**** Source extract

Takeover Update and De-listing of CRP

24 February 2017
Takeover Update and De-listing of CRP

On 23 December 2016, Antipodes Gold Limited (AXG) launched a takeover offer (Offer) for all of the equity securities in Chatham Rock Phosphate Limited (CRP). The Offer is now unconditional and AXG holds acceptances under the Offer in respect of more than 90% of CRP’s voting securities.  

In accordance with the Takeovers Code, AXG will compulsorily acquire the CRP equity securities that have not, to date, been accepted into the Offer.  To this effect, AXG issued an acquisition notice under the Takeovers Code on 21 February 2017.

This acquisition notice has been sent to all CRP shareholders that have not accepted the Offer. This notice together with the Offer document and target company statement prepared under the Takeovers Code can be viewed under CRP’s market announcements at https://www.nzx.com/markets/NZAX/securities/CRP

On 15 March 2017, the compulsory acquisition process will be completed.  On this date, CRP will become a wholly-owned subsidiary of AXG and accordingly CRP intends to de-list from the NZX Alternative Market after the close of market on this date.

********
**** Data excerpts

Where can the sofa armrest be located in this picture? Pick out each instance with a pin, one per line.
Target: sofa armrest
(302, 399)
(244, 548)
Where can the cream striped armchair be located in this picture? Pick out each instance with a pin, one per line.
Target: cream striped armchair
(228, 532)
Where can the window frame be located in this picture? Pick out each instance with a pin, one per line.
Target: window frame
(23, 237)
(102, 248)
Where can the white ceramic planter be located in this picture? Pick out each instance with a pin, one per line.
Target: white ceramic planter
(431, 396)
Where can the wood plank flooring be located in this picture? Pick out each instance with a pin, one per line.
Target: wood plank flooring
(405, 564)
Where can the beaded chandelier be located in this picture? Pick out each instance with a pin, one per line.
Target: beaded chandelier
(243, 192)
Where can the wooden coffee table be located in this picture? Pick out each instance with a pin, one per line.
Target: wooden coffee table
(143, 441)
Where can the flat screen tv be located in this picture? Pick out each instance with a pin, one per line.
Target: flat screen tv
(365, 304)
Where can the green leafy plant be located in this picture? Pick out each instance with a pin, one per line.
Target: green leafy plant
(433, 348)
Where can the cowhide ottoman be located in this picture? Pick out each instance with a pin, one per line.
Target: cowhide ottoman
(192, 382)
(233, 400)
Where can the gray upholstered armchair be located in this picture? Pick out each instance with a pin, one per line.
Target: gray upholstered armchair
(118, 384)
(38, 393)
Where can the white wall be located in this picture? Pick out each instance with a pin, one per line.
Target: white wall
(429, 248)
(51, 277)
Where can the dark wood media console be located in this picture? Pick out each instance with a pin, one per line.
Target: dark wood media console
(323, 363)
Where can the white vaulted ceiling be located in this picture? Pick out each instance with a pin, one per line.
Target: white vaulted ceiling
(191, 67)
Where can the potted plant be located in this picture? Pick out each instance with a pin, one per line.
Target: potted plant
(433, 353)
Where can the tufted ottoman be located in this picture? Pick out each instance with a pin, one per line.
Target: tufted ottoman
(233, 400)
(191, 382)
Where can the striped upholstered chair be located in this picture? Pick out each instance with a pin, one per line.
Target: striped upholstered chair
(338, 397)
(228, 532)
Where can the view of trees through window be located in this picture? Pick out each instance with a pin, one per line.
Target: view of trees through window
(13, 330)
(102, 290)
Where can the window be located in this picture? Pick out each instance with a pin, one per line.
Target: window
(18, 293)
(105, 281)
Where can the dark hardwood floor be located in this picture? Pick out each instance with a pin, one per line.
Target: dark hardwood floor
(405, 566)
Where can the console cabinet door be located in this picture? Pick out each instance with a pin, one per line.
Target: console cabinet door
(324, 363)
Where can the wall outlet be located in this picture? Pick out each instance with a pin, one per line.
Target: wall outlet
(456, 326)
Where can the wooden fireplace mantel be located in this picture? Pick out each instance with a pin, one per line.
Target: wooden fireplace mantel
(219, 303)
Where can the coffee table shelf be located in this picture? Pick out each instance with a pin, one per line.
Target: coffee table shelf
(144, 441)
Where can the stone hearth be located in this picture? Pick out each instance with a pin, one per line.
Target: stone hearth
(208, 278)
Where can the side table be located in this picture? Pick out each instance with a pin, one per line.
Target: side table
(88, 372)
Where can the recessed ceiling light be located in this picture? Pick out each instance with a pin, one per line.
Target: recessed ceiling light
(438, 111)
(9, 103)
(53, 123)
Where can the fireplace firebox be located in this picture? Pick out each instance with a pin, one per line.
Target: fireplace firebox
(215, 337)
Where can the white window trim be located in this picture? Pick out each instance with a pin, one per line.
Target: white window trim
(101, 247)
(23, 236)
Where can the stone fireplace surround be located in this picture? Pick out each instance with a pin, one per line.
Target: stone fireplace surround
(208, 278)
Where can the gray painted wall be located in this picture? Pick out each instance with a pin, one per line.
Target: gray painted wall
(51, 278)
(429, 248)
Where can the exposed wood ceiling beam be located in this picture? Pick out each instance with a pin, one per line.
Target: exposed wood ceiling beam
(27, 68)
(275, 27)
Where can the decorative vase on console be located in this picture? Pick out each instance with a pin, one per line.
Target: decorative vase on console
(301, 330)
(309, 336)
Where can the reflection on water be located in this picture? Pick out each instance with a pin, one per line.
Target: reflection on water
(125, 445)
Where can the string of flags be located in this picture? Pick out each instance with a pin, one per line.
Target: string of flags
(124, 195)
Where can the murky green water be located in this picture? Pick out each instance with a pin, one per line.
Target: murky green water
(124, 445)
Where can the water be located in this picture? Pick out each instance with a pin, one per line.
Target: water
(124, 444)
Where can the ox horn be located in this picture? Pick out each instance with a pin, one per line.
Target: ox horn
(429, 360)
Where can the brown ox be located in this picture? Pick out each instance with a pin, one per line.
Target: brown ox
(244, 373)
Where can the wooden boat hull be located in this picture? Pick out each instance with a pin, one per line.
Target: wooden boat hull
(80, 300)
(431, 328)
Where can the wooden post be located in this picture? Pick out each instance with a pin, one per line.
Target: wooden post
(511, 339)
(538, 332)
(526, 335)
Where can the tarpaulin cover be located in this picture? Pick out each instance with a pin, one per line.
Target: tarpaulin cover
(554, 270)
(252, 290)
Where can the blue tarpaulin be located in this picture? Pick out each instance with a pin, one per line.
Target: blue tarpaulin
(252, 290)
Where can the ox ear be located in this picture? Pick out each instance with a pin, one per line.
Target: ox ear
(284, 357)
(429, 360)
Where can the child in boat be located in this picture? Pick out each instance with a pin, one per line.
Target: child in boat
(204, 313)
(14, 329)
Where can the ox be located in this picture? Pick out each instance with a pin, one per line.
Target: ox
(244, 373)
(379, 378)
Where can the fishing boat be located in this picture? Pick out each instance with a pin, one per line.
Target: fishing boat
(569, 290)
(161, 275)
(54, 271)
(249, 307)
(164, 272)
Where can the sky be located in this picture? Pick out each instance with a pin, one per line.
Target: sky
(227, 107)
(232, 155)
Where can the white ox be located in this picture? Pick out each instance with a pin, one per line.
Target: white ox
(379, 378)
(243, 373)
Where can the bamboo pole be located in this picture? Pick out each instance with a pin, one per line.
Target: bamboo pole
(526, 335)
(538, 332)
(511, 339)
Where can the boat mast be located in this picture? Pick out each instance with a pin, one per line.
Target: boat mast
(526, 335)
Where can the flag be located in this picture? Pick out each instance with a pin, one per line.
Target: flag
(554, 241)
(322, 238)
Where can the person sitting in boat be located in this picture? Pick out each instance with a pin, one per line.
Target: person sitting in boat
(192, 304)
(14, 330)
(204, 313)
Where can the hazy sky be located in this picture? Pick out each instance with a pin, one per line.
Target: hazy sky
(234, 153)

********

> [Stated problem]
According to the takeover update, on what date will the compulsory acquisition process be completed?

> [Finished task]
15 March 2017.